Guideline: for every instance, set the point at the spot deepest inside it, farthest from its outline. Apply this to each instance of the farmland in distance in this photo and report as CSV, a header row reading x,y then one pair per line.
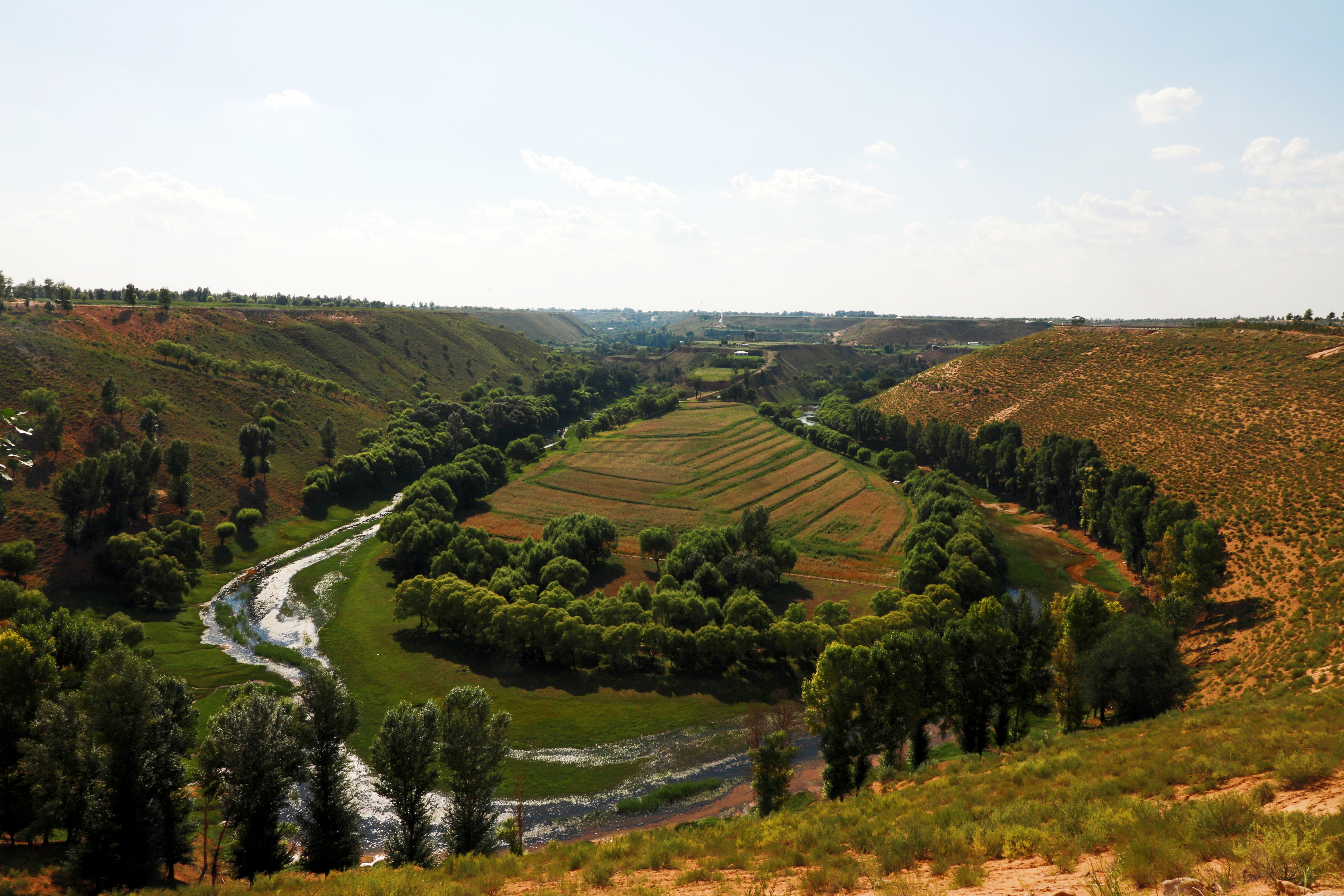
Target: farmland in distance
x,y
705,464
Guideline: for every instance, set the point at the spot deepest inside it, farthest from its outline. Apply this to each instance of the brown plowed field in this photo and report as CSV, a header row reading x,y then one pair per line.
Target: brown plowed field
x,y
704,464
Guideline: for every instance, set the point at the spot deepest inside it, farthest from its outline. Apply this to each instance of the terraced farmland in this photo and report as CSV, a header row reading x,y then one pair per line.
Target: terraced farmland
x,y
704,464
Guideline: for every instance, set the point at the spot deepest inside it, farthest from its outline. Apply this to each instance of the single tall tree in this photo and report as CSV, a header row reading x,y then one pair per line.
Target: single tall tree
x,y
249,445
475,746
404,760
330,820
139,731
657,542
841,698
253,754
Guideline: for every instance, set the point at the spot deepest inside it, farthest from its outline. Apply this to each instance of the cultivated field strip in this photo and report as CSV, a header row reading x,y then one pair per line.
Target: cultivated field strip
x,y
704,464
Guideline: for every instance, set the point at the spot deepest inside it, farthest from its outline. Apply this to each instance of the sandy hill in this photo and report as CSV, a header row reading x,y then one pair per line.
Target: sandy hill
x,y
377,355
1248,424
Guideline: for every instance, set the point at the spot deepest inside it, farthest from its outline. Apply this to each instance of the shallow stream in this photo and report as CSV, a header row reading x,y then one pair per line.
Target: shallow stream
x,y
260,606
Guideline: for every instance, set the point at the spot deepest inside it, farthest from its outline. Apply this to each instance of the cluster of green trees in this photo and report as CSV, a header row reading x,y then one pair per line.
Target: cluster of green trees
x,y
416,440
255,370
157,569
123,484
984,674
92,742
196,359
1166,541
581,389
702,616
130,295
50,418
736,362
433,433
950,551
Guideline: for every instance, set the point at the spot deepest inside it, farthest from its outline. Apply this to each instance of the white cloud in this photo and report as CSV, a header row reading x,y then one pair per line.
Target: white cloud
x,y
288,99
1097,220
159,194
790,186
1269,158
1178,151
1165,105
665,226
587,182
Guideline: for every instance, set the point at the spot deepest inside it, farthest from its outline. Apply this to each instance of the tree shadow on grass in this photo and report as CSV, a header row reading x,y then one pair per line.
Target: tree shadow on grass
x,y
741,684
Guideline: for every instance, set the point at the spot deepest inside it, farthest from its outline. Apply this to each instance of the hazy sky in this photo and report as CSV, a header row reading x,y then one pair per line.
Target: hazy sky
x,y
958,159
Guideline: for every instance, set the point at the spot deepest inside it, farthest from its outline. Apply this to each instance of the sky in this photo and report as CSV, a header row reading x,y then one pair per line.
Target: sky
x,y
1037,159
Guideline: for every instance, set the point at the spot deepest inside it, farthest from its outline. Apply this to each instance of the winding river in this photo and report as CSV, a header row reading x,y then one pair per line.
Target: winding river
x,y
260,606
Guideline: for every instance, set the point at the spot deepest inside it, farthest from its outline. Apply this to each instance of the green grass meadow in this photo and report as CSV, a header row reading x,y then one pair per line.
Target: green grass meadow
x,y
385,661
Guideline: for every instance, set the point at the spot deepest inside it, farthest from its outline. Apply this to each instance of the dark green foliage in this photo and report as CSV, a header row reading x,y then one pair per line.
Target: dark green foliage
x,y
1136,668
583,536
107,764
404,758
772,772
329,436
475,746
18,558
658,542
330,819
253,754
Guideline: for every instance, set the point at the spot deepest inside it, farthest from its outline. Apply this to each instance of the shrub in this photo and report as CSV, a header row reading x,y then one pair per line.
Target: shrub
x,y
1290,847
599,875
1151,862
1298,770
19,558
968,877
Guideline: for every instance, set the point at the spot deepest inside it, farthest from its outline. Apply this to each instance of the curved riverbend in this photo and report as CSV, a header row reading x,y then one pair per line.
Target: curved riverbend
x,y
260,606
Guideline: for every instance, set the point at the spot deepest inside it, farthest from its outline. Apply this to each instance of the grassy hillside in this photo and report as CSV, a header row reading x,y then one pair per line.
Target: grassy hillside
x,y
1244,422
705,464
377,355
1221,793
544,327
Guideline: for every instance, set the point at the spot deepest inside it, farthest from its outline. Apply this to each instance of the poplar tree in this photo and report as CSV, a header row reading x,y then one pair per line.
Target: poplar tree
x,y
330,820
404,761
475,746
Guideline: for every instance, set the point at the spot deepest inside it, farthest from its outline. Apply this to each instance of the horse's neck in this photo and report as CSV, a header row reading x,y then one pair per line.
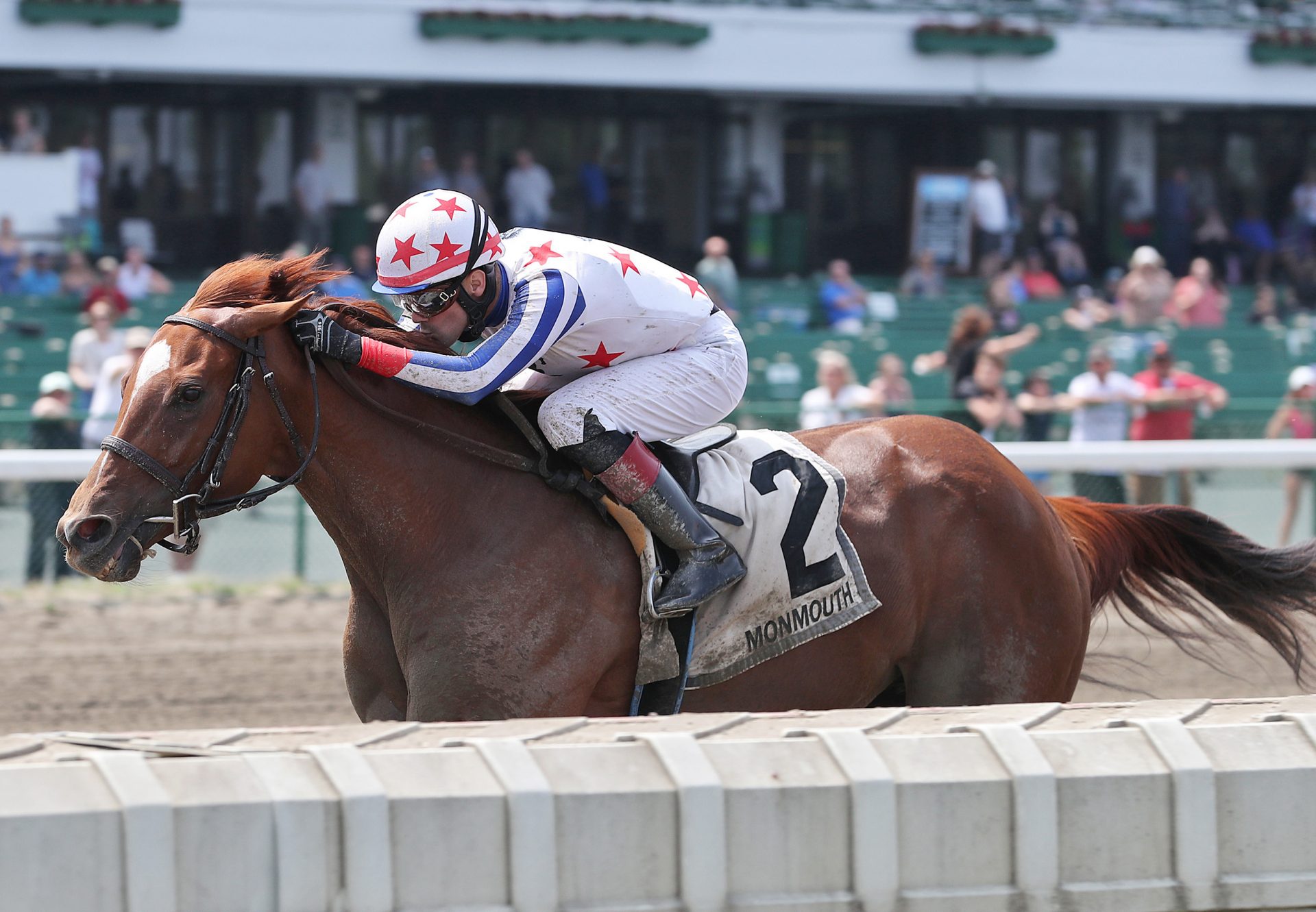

-*-

[What the task requires] Each entry is to be returned precisely as it appears, but the pictures are to be dropped.

[Task solution]
Guideline: for every instance, set the point at the spot deepest inside it, farthest from its outline. Apply this to each instance of the farmland in distance in this photo and report as CSV, a header row reading x,y then one pair per line.
Target: farmland in distance
x,y
705,464
Guideline: for every instance, set the point at the spot deepest inside it, farthest from its outline. Apply this to each instance of the brown plowed field in this photo and report as CSV, a header row reading x,y then one pair per line.
Target: brown plowed field
x,y
704,464
Guideline: for every instance, set the point at the spot deepest inside it, farthest from its outline. Apply this to each instance of the terraced farmland in this photo and report as CSV, a header row reading x,y then one pair per line.
Target: terraced farmland
x,y
704,464
Guideline: for every instance, set the point at the spot deepest inside it, farthest from its outline. Apply this to each instance of the single tall tree in this photo and report as CSV, a header row reading x,y then one pair per line.
Target: single tall tree
x,y
249,445
475,746
404,760
330,820
139,731
657,542
841,698
253,754
Guideline: for every instance, set the point at the spot deepest inside it, farthest from its outline. Apply this to each instance of the cultivated field strip in this photo and report as CSV, a header row reading x,y then one pair per line.
Target: cultivated field strip
x,y
704,464
Guideline: for every instance, set the point at the spot deepest inside it, farthest from its outline. Apply this to each instance of the sandy hill in this photo and report as CSV, a header row reading x,y then one pair per line.
Target: sandy hill
x,y
377,355
1248,424
Guideline: for every instance, set the point at the spot deepest inside it, farthest from its outline. Apply this to each instance of the shallow stream in this photo and report as CSV, a header row reading x,y then one pair per line.
Target: shallow stream
x,y
260,606
Guideline: for every instance, set the point at the spot deepest inside it, farthest from its outline. Apply this to each instance of the cluster of green trees in this photo and report as CSV, a header row reading x,y then one pair per line.
Target: cluster of green trees
x,y
416,440
255,370
157,569
123,484
984,674
92,742
196,359
1166,541
581,389
702,616
130,295
50,418
736,362
433,433
950,551
Guideline: for every instance, set the point at the spot deepest inside it, farthest from its outline. Apply this to each instance of the white cloud in this photo and report as CSV, a header row reading x,y then one pair per line.
Target: white cloud
x,y
288,99
1097,220
159,194
790,186
1269,158
1178,151
1165,105
665,226
587,182
Guideline: for every instance, set the point at the spot deepest inside it, farthest from its outline. Apply this to each instance of the tree shadow on grass in this photo and report as CSV, a header row reading x,y then one pair per line.
Target: tree shadow on grass
x,y
741,684
Guideline: for every instance, set the point at the spot deepest inside it, farthest from its outline. Apply this to each instance of the hazy sky in this photo and report as CSV, a header row reading x,y then one pair per line.
Target: hazy sky
x,y
958,159
Guideline: for every instance, set the point at the spot deepest inside it, farthest from its outline. Apply this to each instance of the sky in this photo and report as CSV, a header row reading x,y then one pair per line.
Target: sky
x,y
1037,159
Guideline: for every instance, set the point at the spot deepest inside it, farthest from its outline. Apply this to each instance of the winding river in this photo and report as CSV, a header row reading x,y then one pair per line.
Target: winding river
x,y
260,606
Guideline: for every instance, set the point at the spot deepest inside it, farthest from its outline. Apply this to each instance of the green grass meadow in this photo and report as CSV, a header row reading x,y then one pair per line.
Target: green grass meadow
x,y
385,661
Guideline: for every instance, set the point at the spot deepest inside it, farthest from its outline. Apply this to each instance of the dark green foliage in this photo and report as CSV, a header row reading x,y then one pair per line.
Target: dark green foliage
x,y
1136,668
583,536
107,764
404,758
772,772
329,436
475,746
18,558
658,542
330,819
253,754
Guideline: for every instance, set the point at the spot deepest inside it, farthest from its outline. Apply this to each instance of the shrub in this photo and report as CSV, a header row reading x,y then one pair per line.
Target: shrub
x,y
1290,847
599,875
1151,862
1298,770
19,558
968,877
Guideline: for every instance, set the point at the spot deepest inside it, farthest from its outline. Apply this to each instance of the curved riverbend in this photo and report as CSV, a header row reading x,y then one pair per line.
Target: curved riverbend
x,y
260,606
Guideline: for every instance, set the point at the spot deepest inside it, farthest from its outline. Apply this to each instance of the grassy hillside in this photo and report as CSV, a header row reading x,y then one pair per line.
Target: grassy hillside
x,y
1244,422
705,464
377,355
1221,793
544,327
Guideline: for every instance, set the point at the spot deepest inside it, farthest from its outline. Apply this to each instance of the poplar tree in this photo and report as CSV, a header row reading x,y then one pair per line.
Target: poplar tree
x,y
330,820
404,761
475,746
Guideline: for every instance, set the point at the spot deepest inside it, farthest from its outline. Apply this to each instance of the horse's neck in this photo and report as CSV, a header row reading x,y then one pair per line.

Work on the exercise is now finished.